Point annotation records:
╔══

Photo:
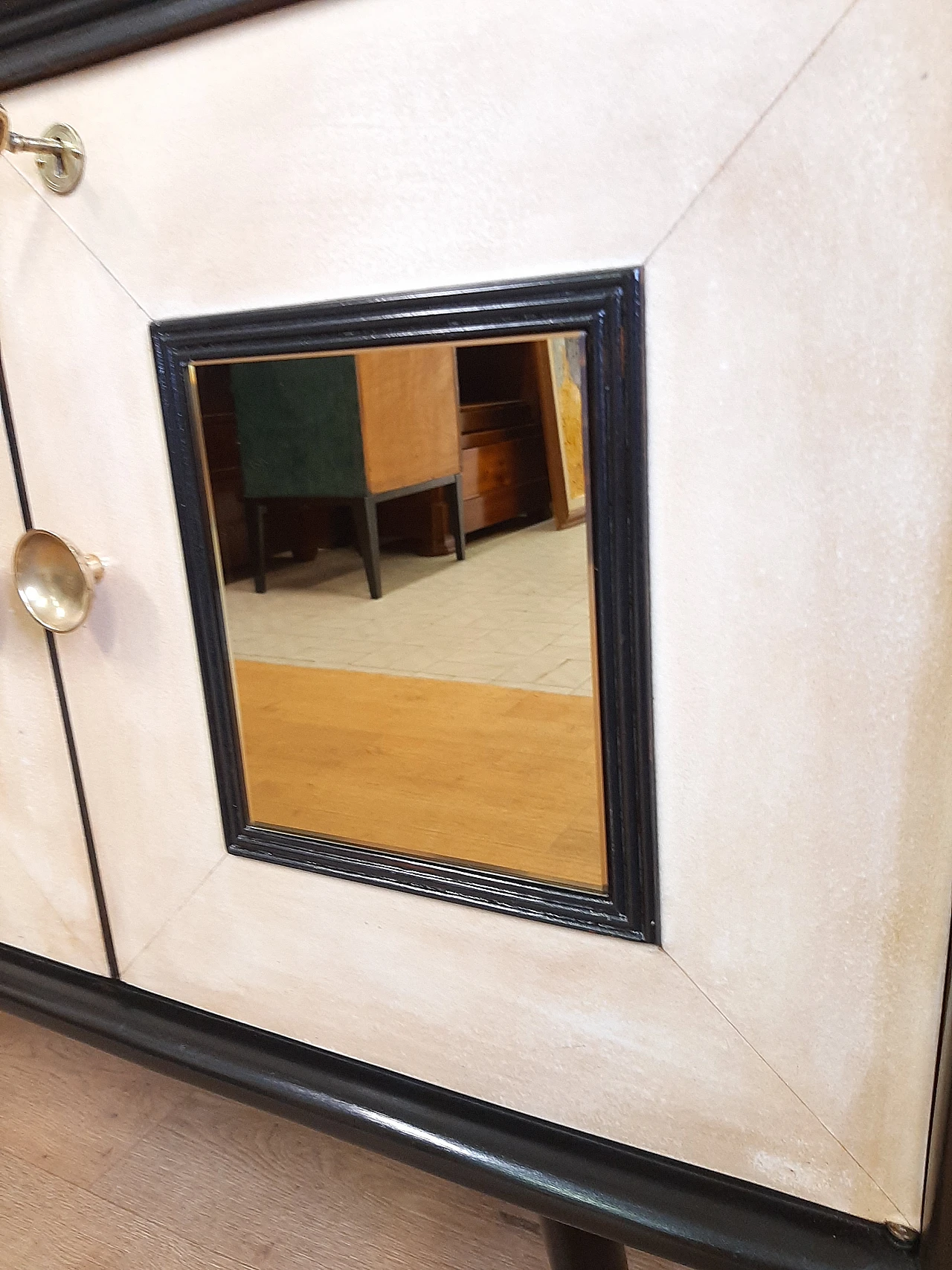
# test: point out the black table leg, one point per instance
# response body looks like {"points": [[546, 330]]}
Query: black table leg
{"points": [[570, 1248], [456, 516], [254, 516], [366, 522]]}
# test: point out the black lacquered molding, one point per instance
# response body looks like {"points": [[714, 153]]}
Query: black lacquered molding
{"points": [[701, 1219], [39, 39], [608, 309]]}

╚══

Description of the task:
Transcribe every line of the records verbatim, omitting the pictures.

Result of the task:
Photo:
# test: point out the black table leg, one point per instance
# response body looks like {"points": [[546, 330]]}
Query: black table leg
{"points": [[570, 1248], [456, 516], [254, 516], [366, 522]]}
# test: point out the black lacquered molding, one point per instance
# response body looks like {"points": [[714, 153]]}
Query: black lacquered molding
{"points": [[701, 1219], [39, 39], [608, 309]]}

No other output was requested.